**Coordinate annotation records:**
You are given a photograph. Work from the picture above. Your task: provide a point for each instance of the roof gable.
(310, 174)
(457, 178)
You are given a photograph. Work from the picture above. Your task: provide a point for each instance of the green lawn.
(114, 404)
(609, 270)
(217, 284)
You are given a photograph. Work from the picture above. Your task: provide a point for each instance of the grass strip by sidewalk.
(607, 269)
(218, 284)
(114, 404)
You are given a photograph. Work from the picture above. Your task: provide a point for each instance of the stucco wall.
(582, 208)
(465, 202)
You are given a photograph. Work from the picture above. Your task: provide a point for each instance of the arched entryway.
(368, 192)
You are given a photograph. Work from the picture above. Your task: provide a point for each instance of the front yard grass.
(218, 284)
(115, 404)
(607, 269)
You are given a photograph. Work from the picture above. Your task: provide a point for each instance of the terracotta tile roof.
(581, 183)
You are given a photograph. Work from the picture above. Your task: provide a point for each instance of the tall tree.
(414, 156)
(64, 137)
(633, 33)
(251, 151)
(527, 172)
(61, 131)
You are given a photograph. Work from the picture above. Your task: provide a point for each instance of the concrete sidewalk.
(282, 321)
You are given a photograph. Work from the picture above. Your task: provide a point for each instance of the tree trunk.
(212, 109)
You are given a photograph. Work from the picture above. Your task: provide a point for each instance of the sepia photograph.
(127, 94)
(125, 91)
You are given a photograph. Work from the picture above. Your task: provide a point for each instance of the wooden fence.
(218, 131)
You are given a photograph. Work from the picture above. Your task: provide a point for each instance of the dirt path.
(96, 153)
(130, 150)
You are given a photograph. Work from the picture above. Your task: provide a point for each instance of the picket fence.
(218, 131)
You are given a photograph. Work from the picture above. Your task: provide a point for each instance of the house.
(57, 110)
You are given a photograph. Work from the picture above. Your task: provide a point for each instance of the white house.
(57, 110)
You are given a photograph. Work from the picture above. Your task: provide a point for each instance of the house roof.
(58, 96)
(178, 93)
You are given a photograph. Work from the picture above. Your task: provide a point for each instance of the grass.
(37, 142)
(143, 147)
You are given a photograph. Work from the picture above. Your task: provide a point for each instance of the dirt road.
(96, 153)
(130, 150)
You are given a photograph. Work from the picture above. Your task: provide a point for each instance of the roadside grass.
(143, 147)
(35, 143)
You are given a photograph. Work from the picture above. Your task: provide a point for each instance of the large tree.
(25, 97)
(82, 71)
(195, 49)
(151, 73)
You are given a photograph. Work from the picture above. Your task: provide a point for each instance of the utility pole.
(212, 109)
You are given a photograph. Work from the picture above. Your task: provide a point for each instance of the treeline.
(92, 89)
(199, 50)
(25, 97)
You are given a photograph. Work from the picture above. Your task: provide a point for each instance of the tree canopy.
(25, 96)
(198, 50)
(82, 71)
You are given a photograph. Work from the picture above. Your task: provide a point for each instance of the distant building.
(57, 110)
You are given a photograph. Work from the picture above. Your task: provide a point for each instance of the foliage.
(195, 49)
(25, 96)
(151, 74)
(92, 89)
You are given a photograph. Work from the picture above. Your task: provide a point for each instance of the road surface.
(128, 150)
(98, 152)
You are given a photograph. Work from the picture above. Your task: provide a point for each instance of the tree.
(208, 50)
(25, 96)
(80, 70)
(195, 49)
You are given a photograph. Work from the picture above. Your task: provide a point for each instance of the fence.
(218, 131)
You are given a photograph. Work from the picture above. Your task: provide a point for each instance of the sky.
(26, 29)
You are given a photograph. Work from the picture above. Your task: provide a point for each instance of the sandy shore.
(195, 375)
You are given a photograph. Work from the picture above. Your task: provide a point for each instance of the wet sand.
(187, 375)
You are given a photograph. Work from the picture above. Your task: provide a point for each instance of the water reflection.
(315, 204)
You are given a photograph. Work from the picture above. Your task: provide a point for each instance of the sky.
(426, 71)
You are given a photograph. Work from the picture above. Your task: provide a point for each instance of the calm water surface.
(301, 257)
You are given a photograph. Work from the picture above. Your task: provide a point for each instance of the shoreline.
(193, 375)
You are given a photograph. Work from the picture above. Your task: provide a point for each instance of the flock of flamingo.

**Stated goal:** Set down each entry again, unchanged.

**The result:**
You are given a photograph. Work from the picture above. Your task: provide a point for each instance of the roof gable.
(310, 174)
(457, 178)
You are given a photograph. Work from the picture above. Your task: provide a point for each instance of the green lawn.
(114, 404)
(609, 270)
(217, 284)
You are given a photograph. Work from the picture above. Your task: provide a point for each instance of the grass strip by sidewalk.
(607, 269)
(218, 284)
(114, 404)
You are given a photograph. Work from the picture above. Your task: provide a point for each instance of the stucco wall.
(582, 208)
(465, 202)
You are given a photograph. Work from the picture above. Your task: provide a point for each instance of the arched entryway.
(368, 192)
You are given a photograph. Work from the picture above. Your task: provide a point for each instance of the front yard grass.
(218, 284)
(115, 404)
(607, 269)
You are given a photograph. Work from the picture above. Your task: provide a point for each instance of the terracotta tile roof.
(581, 183)
You are given a photograph. Work from the picture above. Your task: provide a point for each instance of the tall tree.
(414, 156)
(64, 137)
(633, 33)
(251, 151)
(527, 172)
(61, 131)
You are given a photograph. Work from the picture above. Your task: provide a point for each instance of the concrete sidewalk.
(282, 321)
You are given a photograph. Work from the picture above. Your task: provide a point for each instance of the tree trunk.
(212, 109)
You are given a photograph. Work from the picture above. Your task: provide a point for each instance of the sepia photograph.
(127, 94)
(125, 91)
You are given a photograph. Work from the picture above. Your task: provide a point for each instance of the wooden fence.
(218, 131)
You are given a photograph. Work from the picture above. Your task: provide a point for each instance of the dirt path.
(96, 153)
(130, 150)
You are given a photograph. Work from the picture above. Your task: provide a point for each instance of the picket fence.
(218, 131)
You are given a photograph. Work from the picture above. Your task: provide a point for each instance of the house.
(57, 110)
You are given a photograph. Work from the picture above. Your task: provide a point for each instance of the white house.
(57, 110)
You are given a photograph. Work from the picture above. Your task: provide a point for each instance of the house roof.
(58, 96)
(178, 93)
You are given a photograph. Work from the picture above. Your task: provide a point for each instance of the grass.
(37, 142)
(143, 147)
You are given a photograph. Work from the picture above. Your task: provide a point for each instance of the dirt road.
(96, 153)
(130, 150)
You are given a photograph. Work from the picture above. Your task: provide a point for each instance of the roadside grass.
(143, 147)
(35, 143)
You are given a photograph. Work from the picture above. Your task: provide a point for each instance of the large tree.
(25, 97)
(82, 71)
(195, 49)
(151, 73)
You are given a photograph. Work from the picture above. Your task: provide a point for each instance of the utility pole.
(212, 109)
You are given a photograph. Work from the picture above. Your task: provide a point for each instance of the treeline.
(92, 89)
(199, 50)
(25, 97)
You are given a photograph. Work from the picture above. Your task: provide a point for each instance of the tree canopy.
(25, 96)
(198, 50)
(82, 71)
You are given a photograph. Work from the picture above. Your task: provide a point for each instance of the distant building.
(57, 110)
You are given a photograph. Work from the picture above. Your task: provide a point for each instance of the foliage.
(195, 49)
(25, 96)
(151, 74)
(92, 89)
You are given a photograph. Work from the picture above. Your task: provide a point for each instance of the road surface.
(128, 150)
(98, 152)
You are given a photograph. Work from the picture above. Your task: provide a point for each instance of the tree.
(208, 50)
(25, 96)
(80, 70)
(195, 49)
You are given a photograph. Work from the picture above. Your task: provide a point for each instance of the fence.
(218, 131)
You are given a photograph. Work from the picture above. Your task: provide a point for each instance of the sky.
(26, 29)
You are given a photograph. Work from the picture above. Your task: provide a point for each instance of the sandy shore.
(195, 375)
You are given a photograph. Work from the picture above. Your task: provide a point for each instance of the wet sand.
(187, 375)
You are given a photograph. Work from the picture above. Your task: provide a point for each instance of the water reflection.
(315, 204)
You are given a photograph. Work from the picture above. Your task: provide a point for each instance of the sky.
(426, 71)
You are given a photograph. Work from the picture above. Your task: provide a point for each instance of the calm water surface.
(301, 257)
You are given a photograph. Work from the picture above. Your task: provide a point for each instance of the shoreline.
(193, 375)
You are given a photograph. Work from the picture above. Your task: provide a point for each instance of the flock of flamingo.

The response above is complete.